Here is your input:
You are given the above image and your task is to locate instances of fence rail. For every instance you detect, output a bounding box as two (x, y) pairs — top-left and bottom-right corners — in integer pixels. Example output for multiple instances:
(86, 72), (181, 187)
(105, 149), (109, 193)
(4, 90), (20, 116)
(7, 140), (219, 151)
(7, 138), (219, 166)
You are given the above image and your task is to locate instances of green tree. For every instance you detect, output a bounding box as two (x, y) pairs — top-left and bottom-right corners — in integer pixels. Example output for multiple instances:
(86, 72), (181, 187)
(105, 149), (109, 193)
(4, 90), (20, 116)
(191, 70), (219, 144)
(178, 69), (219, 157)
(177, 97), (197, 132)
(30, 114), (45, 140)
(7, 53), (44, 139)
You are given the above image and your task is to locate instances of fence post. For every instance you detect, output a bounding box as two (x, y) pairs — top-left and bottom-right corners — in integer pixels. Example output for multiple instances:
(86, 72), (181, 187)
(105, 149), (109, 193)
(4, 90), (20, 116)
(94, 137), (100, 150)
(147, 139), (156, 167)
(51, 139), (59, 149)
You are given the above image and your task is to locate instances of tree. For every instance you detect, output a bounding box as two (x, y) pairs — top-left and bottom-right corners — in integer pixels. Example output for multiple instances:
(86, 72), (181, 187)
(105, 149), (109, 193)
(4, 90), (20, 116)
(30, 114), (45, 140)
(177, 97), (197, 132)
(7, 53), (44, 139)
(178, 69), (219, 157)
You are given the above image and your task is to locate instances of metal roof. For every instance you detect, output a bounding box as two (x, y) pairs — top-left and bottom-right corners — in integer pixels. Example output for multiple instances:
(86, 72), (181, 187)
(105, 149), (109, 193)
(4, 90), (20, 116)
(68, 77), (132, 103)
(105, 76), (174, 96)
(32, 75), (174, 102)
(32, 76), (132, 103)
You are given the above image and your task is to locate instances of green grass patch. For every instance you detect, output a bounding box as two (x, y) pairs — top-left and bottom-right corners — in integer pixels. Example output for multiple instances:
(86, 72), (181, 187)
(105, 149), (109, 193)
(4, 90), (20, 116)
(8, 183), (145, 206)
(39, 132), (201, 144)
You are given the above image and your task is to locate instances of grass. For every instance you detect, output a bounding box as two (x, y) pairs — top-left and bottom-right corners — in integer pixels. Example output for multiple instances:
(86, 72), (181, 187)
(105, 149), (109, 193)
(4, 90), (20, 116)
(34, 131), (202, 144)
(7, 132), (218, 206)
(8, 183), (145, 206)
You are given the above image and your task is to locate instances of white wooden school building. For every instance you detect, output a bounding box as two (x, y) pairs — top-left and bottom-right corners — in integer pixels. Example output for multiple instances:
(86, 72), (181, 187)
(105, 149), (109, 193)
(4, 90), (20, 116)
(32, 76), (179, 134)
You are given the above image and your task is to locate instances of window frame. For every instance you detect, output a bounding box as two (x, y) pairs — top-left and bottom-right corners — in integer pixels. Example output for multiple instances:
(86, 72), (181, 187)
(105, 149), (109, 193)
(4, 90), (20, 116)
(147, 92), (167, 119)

» **Goal of the exercise**
The response should be an exact copy of every line above.

» **Exercise answer**
Here is your input:
You are given the above image and your task is to locate instances of fence rail. For every instance you detect, output a bounding box as two (x, y) pairs — top-left and bottom-right corners — in integer pixels. Example output for multiple instances:
(86, 72), (181, 187)
(105, 149), (109, 193)
(4, 90), (20, 116)
(7, 140), (219, 151)
(7, 138), (219, 166)
You are given the above image and your task is to locate instances of green tree. For every instance you detect, output a bounding box as two (x, y) pairs — top-left and bottom-right corners — in integer pixels. Example output for multiple instances:
(86, 72), (181, 187)
(105, 149), (109, 193)
(4, 90), (20, 116)
(191, 70), (219, 144)
(178, 69), (219, 157)
(177, 97), (197, 132)
(30, 114), (45, 140)
(7, 53), (44, 139)
You are given the above image and your task is to locate instances of fence post. For every instance you detect, output a bounding box as two (x, y) pairs — top-left and bottom-right corners — in integer pixels. Example output for multiple instances:
(86, 72), (181, 187)
(105, 149), (109, 193)
(4, 90), (20, 116)
(94, 137), (100, 150)
(147, 139), (156, 167)
(51, 139), (59, 149)
You are given the above image and your task is to locate instances of tree. For every instance you detect, output a bounding box as two (x, y) pairs — top-left and bottom-right corners — in integer pixels. Example output for multiple instances:
(86, 72), (181, 187)
(105, 149), (109, 193)
(4, 90), (20, 116)
(30, 114), (45, 140)
(177, 97), (197, 132)
(7, 53), (44, 139)
(178, 69), (219, 157)
You are given the above image and your task is to locate instances of metal roof. For every instance you detect, output a bounding box as two (x, y) pairs — top-left and bottom-right corners — in integer pixels. Example output for multiple instances:
(86, 72), (181, 187)
(105, 149), (109, 193)
(4, 90), (20, 116)
(68, 77), (132, 103)
(105, 76), (174, 96)
(32, 75), (174, 102)
(32, 76), (132, 103)
You are given the above image and your task is to locate instances of green grass patch. For every instance you detect, output a bounding box as two (x, y) pairs — top-left and bottom-right corners — in integer pixels. Example output for multiple instances:
(86, 72), (181, 187)
(105, 149), (109, 193)
(4, 90), (20, 116)
(8, 183), (145, 206)
(39, 132), (201, 144)
You are given the above image and your task is to locate instances of grass. For every instance you detect, output a bounding box as two (x, y) pairs — top-left and bottom-right corners — in integer pixels. Example output for multiple instances:
(86, 72), (181, 187)
(105, 149), (109, 193)
(4, 90), (20, 116)
(34, 131), (202, 144)
(7, 132), (218, 206)
(8, 183), (145, 206)
You are given the above image and your task is to locate instances of white wooden school building. For every instance you detect, output a bounding box as two (x, y) pairs — top-left and bottom-right corners — in integer pixels. Example output for multiple instances:
(86, 72), (181, 187)
(105, 149), (109, 193)
(4, 90), (20, 116)
(32, 76), (179, 134)
You are given the above image and your task is to locate instances of window frame. For every instance you detect, output a bounding box as two (x, y) pairs — top-left and bottom-right corners — in integer pixels. Example output for multiple instances:
(86, 72), (181, 187)
(105, 149), (109, 193)
(4, 90), (20, 116)
(147, 92), (167, 119)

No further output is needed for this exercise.